### [EXCERPT PROVIDED]
Sacred Heart Parish () - designated for Polish immigrants in New Britain, Connecticut, United States.

 Founded on August 10, 1894. It is one of the oldest Polish-American Roman Catholic parishes in New England in the Archdiocese of Hartford.

History 
On August 10, 1894, the New Britain Polish Catholic community became a mission of the Archdiocese's oldest Polish Catholic parish, St. Stanislaus Parish, Meriden. The mission phase ended on September 10, 1895, when Fr. Lucyan Bójnowski was appointed pastor in New Britain. Initially, the Polish-born priest's new parish was named St. Casimir the King, but this name was officially changed in 1896 to honor the Sacred Heart. The original Sacred Heart Church, located on Orange St., was dedicated by Bishop Michael Tierney on October 4, 1896.

A new much larger church was designed by architect George P. B. Alderman of Holyoke, MA shortly after the construction of the first church.

### [EXCERPTED RECORDS]
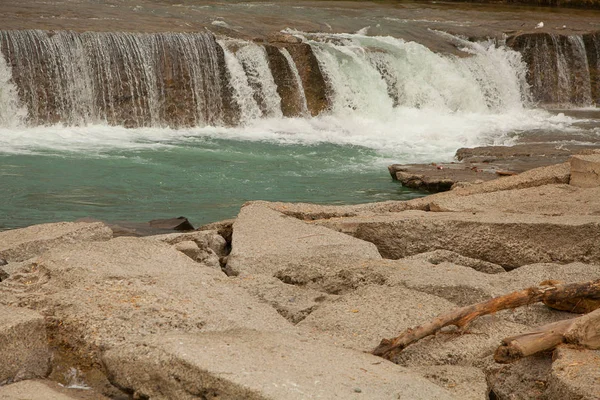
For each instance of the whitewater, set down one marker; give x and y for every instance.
(390, 101)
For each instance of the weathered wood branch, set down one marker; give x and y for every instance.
(461, 317)
(582, 331)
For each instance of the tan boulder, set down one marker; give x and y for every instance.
(23, 345)
(266, 241)
(585, 171)
(248, 364)
(21, 244)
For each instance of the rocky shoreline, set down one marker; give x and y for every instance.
(286, 301)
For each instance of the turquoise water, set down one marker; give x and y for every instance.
(204, 179)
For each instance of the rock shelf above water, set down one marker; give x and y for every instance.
(317, 286)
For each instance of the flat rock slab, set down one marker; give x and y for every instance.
(23, 345)
(102, 294)
(45, 390)
(509, 240)
(362, 318)
(575, 374)
(466, 383)
(266, 241)
(545, 200)
(247, 364)
(21, 244)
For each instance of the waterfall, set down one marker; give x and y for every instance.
(11, 113)
(297, 81)
(191, 79)
(125, 79)
(253, 59)
(559, 69)
(376, 74)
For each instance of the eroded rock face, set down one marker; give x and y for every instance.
(21, 244)
(510, 240)
(23, 345)
(101, 294)
(266, 241)
(260, 365)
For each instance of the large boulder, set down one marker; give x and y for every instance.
(546, 200)
(510, 240)
(103, 294)
(266, 241)
(21, 244)
(248, 364)
(362, 318)
(23, 345)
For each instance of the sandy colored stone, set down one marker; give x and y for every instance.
(525, 379)
(292, 302)
(23, 345)
(266, 241)
(362, 318)
(505, 239)
(575, 374)
(585, 171)
(45, 390)
(467, 383)
(21, 244)
(247, 364)
(470, 347)
(102, 294)
(545, 200)
(438, 256)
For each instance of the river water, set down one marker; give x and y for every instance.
(391, 101)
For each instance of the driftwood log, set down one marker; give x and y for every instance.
(582, 331)
(461, 317)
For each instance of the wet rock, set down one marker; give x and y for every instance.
(205, 239)
(509, 240)
(205, 256)
(575, 374)
(467, 383)
(439, 256)
(176, 224)
(545, 200)
(585, 171)
(250, 364)
(21, 244)
(315, 87)
(223, 228)
(266, 241)
(23, 345)
(438, 177)
(287, 87)
(45, 390)
(525, 379)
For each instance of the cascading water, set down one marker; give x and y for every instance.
(125, 126)
(117, 78)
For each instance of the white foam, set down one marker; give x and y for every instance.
(410, 135)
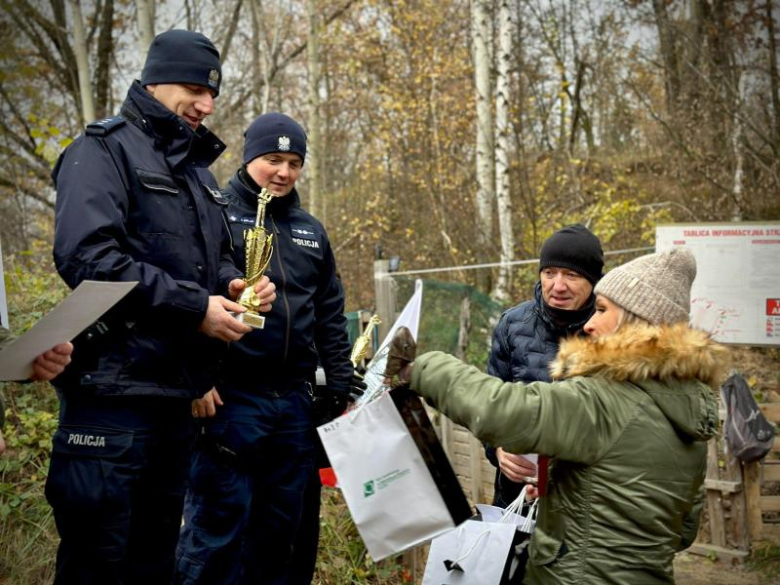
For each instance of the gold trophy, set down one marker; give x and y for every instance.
(258, 245)
(362, 343)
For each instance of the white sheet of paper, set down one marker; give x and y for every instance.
(3, 302)
(77, 312)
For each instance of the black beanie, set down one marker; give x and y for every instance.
(274, 132)
(182, 56)
(574, 248)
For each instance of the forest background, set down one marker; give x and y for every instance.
(444, 132)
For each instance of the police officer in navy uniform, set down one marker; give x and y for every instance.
(248, 477)
(135, 202)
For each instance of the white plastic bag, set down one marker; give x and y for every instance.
(397, 482)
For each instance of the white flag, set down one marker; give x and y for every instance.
(409, 318)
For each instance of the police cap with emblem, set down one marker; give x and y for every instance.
(274, 132)
(182, 56)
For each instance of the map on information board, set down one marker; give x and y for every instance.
(736, 294)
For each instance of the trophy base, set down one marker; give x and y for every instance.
(254, 320)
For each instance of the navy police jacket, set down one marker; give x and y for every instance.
(135, 202)
(307, 320)
(525, 341)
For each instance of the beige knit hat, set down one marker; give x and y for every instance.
(656, 287)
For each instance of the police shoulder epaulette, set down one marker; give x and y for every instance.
(105, 126)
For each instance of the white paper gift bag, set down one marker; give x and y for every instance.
(397, 482)
(474, 553)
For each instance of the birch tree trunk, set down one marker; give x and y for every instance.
(105, 55)
(739, 158)
(669, 55)
(82, 63)
(314, 142)
(503, 198)
(773, 73)
(145, 13)
(481, 27)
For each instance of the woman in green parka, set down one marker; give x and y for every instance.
(625, 424)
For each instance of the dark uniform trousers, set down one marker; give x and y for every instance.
(117, 488)
(248, 478)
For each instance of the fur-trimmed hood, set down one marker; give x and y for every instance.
(639, 352)
(665, 361)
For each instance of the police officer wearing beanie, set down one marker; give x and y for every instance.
(135, 202)
(527, 336)
(256, 454)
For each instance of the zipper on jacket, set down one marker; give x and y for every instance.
(284, 284)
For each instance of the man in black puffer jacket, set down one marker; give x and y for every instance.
(257, 450)
(527, 336)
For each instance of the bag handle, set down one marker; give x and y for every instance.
(515, 506)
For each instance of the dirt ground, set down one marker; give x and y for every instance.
(697, 570)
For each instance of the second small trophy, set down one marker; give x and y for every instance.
(258, 245)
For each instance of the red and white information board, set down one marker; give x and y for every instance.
(736, 294)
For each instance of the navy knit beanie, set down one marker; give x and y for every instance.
(575, 248)
(274, 132)
(182, 56)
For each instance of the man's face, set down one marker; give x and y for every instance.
(564, 289)
(276, 171)
(191, 102)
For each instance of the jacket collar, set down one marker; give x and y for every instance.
(638, 352)
(246, 189)
(171, 134)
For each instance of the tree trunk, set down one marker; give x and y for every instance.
(481, 27)
(145, 12)
(82, 63)
(105, 54)
(669, 56)
(228, 41)
(503, 197)
(739, 158)
(314, 143)
(773, 73)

### [WHAT THIS EXERCISE ASKS]
A. Quote the Sacred Heart Parish passage word for word from "Founded on August" to "October 4, 1896.".
B. Summarize the Sacred Heart Parish passage in two sentences.
C. Rewrite the paragraph of the Sacred Heart Parish passage that begins "On August 10, 1894, the New Britain Polish Catholic community" as a bulleted list, keeping its main facts.
The items aren't needed for any of this work.

### [WRITTEN ANSWERS]
A.
Founded on August 10, 1894. It is one of the oldest Polish-American Roman Catholic parishes in New England in the Archdiocese of Hartford.

History 
On August 10, 1894, the New Britain Polish Catholic community became a mission of the Archdiocese's oldest Polish Catholic parish, St. Stanislaus Parish, Meriden. The mission phase ended on September 10, 1895, when Fr. Lucyan Bójnowski was appointed pastor in New Britain. Initially, the Polish-born priest's new parish was named St. Casimir the King, but this name was officially changed in 1896 to honor the Sacred Heart. The original Sacred Heart Church, located on Orange St., was dedicated by Bishop Michael Tierney on October 4, 1896.

B. Sacred Heart Parish in New Britain, Connecticut, was founded on August 10, 1894, for Polish immigrants and is one of the oldest Polish-American Roman Catholic parishes in New England. It began as a mission of St. Stanislaus Parish in Meriden, gained its own pastor, Fr. Lucyan Bójnowski, in 1895, and took the Sacred Heart name in 1896, the same year its first church on Orange St. was dedicated.

C.
- August 10, 1894: The New Britain Polish Catholic community became a mission of St. Stanislaus Parish, Meriden, the Archdiocese's oldest Polish Catholic parish.
- September 10, 1895: The mission phase ended when Fr. Lucyan Bójnowski, a Polish-born priest, was appointed pastor in New Britain.
- 1896: The parish, first named St. Casimir the King, was officially renamed to honor the Sacred Heart.
- October 4, 1896: Bishop Michael Tierney dedicated the original Sacred Heart Church on Orange St.